*What the exercise asks:*
Once the line with "(format x=34, y=6)" is found, write it out along with each later line exactly, through the end of the entries, skipping every picture.

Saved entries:
_ _ _

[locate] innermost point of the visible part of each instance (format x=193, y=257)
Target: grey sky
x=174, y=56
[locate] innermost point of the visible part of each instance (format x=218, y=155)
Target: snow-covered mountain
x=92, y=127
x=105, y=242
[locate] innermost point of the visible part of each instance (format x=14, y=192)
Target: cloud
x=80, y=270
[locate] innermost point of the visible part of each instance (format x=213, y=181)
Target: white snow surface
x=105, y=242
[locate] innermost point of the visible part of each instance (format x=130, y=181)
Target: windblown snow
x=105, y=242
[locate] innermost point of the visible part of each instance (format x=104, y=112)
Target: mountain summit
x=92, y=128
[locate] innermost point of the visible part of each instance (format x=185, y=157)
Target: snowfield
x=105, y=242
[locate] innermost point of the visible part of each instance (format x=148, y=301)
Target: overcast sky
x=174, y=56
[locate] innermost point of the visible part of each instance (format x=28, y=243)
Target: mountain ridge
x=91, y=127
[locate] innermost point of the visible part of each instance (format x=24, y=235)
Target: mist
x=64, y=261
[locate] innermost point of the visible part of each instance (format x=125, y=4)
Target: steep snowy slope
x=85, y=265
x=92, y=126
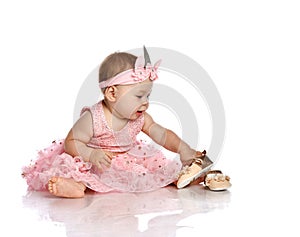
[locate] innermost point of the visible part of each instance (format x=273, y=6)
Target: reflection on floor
x=164, y=212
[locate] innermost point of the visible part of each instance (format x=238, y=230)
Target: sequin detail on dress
x=140, y=168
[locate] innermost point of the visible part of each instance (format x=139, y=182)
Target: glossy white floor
x=247, y=209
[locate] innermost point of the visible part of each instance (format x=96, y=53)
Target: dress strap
x=97, y=114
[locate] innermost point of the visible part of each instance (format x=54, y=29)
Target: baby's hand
x=99, y=158
x=188, y=157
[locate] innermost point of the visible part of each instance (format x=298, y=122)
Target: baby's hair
x=115, y=63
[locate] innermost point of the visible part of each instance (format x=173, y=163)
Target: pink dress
x=140, y=168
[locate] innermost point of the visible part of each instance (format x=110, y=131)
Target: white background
x=250, y=49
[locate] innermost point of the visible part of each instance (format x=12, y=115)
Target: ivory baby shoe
x=199, y=166
x=215, y=180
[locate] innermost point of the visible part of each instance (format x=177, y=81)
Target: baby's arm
x=168, y=139
x=79, y=136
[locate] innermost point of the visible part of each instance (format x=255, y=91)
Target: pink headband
x=141, y=72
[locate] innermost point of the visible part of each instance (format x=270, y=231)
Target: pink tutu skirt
x=142, y=169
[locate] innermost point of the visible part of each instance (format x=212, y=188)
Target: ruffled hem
x=142, y=169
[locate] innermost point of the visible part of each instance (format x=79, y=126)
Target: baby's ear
x=110, y=93
x=140, y=62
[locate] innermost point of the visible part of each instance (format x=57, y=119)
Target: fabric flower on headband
x=141, y=72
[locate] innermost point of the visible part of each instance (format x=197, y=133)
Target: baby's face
x=133, y=99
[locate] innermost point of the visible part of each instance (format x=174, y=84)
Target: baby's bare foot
x=64, y=187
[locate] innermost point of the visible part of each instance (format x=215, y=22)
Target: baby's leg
x=66, y=187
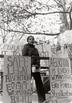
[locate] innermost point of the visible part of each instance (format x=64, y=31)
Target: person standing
x=30, y=50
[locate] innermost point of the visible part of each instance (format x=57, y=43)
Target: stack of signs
x=17, y=80
x=61, y=80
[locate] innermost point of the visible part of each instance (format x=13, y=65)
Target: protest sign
x=17, y=83
x=61, y=79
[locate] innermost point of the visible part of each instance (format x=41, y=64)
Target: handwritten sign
x=61, y=78
x=17, y=75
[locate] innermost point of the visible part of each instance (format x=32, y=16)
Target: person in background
x=30, y=50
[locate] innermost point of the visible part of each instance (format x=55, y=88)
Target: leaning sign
x=61, y=80
x=17, y=83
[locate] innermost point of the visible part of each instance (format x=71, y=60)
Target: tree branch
x=33, y=33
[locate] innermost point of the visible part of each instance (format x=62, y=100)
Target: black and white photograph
x=35, y=51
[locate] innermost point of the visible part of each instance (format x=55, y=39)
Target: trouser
x=39, y=86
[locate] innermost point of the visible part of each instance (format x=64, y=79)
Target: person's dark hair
x=29, y=37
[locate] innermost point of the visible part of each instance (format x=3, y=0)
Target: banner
x=17, y=80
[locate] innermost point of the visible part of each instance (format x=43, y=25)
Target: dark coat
x=30, y=50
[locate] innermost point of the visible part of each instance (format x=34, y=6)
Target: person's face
x=31, y=40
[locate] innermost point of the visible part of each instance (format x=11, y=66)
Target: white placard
x=17, y=83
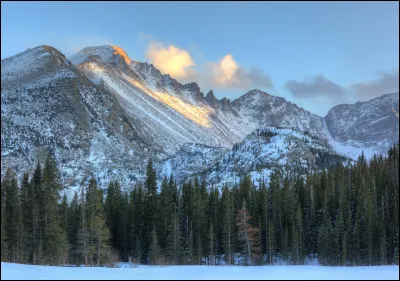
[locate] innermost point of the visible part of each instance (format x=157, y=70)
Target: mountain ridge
x=149, y=114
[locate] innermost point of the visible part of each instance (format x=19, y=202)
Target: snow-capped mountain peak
x=107, y=53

_ _ _

*Result below:*
[locate] innermost point of the visible part of each instance (format x=34, y=6)
Target: person's face
x=31, y=40
[locate] innermost point of the visible part of each instance (format x=11, y=66)
Target: white placard
x=17, y=83
[locate] innermost point of the visible part of each instance (format x=157, y=70)
Target: mountain ridge
x=149, y=114
[locate] innermost point of the visible part of each instance (format x=19, y=202)
Target: snow-capped mountain peak
x=107, y=53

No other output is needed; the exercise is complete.